Referring expression grounding data:
######

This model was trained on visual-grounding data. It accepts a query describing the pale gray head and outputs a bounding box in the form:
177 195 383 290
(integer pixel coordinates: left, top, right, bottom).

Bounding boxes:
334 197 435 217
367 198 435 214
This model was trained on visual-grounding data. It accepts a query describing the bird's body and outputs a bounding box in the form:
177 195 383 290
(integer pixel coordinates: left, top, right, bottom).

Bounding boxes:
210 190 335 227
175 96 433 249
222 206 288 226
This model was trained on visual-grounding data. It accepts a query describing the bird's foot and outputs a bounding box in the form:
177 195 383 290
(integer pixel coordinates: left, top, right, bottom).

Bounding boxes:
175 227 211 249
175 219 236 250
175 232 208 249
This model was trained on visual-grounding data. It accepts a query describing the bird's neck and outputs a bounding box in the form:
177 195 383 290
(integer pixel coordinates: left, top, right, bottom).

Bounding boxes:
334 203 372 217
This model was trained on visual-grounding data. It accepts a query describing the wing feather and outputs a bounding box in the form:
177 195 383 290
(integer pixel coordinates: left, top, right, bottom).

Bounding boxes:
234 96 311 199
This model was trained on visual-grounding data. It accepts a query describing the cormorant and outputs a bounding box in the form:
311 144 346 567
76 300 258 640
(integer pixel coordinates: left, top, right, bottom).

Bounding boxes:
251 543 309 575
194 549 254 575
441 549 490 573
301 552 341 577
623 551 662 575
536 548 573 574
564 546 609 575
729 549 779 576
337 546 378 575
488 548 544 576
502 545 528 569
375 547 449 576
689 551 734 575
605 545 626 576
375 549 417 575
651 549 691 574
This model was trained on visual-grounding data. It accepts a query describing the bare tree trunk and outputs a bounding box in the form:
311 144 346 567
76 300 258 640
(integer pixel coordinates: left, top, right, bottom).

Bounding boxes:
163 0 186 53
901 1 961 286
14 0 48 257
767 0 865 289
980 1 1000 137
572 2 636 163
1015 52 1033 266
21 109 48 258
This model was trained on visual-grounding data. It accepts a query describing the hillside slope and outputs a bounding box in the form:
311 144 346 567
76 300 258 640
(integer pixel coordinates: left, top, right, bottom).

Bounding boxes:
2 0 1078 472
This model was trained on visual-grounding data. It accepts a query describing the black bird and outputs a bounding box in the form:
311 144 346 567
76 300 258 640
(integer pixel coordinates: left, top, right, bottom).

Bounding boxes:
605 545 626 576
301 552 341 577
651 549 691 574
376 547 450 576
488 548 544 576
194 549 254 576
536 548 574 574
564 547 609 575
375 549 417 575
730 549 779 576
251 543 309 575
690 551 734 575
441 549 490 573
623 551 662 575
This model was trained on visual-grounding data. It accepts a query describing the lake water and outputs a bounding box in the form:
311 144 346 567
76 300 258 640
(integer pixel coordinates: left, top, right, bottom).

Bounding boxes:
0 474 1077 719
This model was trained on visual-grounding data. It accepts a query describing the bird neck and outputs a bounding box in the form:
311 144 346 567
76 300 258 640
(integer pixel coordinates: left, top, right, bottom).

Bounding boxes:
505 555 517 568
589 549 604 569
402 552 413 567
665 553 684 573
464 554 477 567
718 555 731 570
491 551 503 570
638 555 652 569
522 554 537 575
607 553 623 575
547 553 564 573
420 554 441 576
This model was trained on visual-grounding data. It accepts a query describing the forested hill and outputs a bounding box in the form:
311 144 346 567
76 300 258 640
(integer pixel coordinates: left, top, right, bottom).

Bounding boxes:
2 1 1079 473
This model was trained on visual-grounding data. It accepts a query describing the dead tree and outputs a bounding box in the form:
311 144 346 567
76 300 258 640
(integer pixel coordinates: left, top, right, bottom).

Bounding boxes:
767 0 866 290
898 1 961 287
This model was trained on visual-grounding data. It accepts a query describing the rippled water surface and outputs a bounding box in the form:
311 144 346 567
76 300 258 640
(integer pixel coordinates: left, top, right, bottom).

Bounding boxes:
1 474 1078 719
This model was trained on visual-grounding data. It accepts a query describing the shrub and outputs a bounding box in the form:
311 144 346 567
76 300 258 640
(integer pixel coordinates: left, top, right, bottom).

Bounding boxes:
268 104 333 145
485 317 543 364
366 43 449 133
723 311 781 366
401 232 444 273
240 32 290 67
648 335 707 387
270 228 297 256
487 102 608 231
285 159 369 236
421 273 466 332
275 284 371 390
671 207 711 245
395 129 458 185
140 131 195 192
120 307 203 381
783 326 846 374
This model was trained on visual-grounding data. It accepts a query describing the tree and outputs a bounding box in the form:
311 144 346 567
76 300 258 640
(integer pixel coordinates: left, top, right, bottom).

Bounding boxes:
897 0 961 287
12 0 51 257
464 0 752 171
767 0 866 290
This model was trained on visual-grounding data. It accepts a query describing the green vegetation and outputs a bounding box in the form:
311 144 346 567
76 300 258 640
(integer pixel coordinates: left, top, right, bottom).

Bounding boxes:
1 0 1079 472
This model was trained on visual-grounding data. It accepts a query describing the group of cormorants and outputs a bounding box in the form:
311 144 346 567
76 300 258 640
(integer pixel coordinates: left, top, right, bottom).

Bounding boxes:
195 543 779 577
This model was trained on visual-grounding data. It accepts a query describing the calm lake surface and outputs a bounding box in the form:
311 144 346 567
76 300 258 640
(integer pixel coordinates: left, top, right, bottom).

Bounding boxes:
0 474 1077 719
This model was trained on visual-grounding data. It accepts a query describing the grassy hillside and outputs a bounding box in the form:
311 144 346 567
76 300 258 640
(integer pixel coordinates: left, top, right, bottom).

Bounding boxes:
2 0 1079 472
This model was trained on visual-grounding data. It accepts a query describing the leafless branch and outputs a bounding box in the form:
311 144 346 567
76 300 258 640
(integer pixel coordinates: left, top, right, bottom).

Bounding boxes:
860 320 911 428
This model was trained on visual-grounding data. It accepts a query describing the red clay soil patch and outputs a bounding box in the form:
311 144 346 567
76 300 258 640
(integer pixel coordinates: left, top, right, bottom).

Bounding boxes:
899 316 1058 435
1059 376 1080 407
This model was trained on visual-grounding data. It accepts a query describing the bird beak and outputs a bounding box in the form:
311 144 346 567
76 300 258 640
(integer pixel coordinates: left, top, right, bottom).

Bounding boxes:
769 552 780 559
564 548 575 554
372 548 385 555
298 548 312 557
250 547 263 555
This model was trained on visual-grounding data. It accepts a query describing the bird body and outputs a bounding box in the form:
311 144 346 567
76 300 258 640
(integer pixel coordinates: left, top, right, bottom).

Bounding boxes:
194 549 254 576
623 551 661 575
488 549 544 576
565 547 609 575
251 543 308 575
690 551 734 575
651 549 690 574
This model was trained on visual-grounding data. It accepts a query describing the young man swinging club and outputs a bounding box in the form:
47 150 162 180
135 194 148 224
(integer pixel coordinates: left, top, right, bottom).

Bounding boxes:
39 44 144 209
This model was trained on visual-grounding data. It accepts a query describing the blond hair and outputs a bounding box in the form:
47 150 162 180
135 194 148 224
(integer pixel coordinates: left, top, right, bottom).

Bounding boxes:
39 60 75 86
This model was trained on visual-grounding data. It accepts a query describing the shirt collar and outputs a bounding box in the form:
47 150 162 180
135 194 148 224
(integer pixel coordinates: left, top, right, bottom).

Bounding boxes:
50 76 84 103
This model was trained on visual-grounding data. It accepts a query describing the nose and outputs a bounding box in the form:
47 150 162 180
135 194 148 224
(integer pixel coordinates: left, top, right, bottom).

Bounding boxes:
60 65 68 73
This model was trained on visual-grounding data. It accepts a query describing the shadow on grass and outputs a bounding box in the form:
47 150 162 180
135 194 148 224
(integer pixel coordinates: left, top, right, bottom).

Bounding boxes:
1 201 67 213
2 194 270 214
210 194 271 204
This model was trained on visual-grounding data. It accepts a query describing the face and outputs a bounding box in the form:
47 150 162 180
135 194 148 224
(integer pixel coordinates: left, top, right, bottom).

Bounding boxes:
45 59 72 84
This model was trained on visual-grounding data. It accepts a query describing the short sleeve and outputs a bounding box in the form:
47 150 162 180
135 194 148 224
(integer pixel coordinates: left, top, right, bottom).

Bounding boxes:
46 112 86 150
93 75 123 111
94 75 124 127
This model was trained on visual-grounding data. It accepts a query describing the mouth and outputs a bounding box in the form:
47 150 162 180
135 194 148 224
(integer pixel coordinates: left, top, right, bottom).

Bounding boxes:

######

*What to produce*:
Within the entries, find all lines that contain "water" and copy each one.

*Response box*:
This model was trained on visual-grounding data. It accepts a query describing the lake water and outputs a bounding box in the form:
This model was trained on visual-grounding data. It accepts a query describing the rippled water surface and outputs a bounding box in the form:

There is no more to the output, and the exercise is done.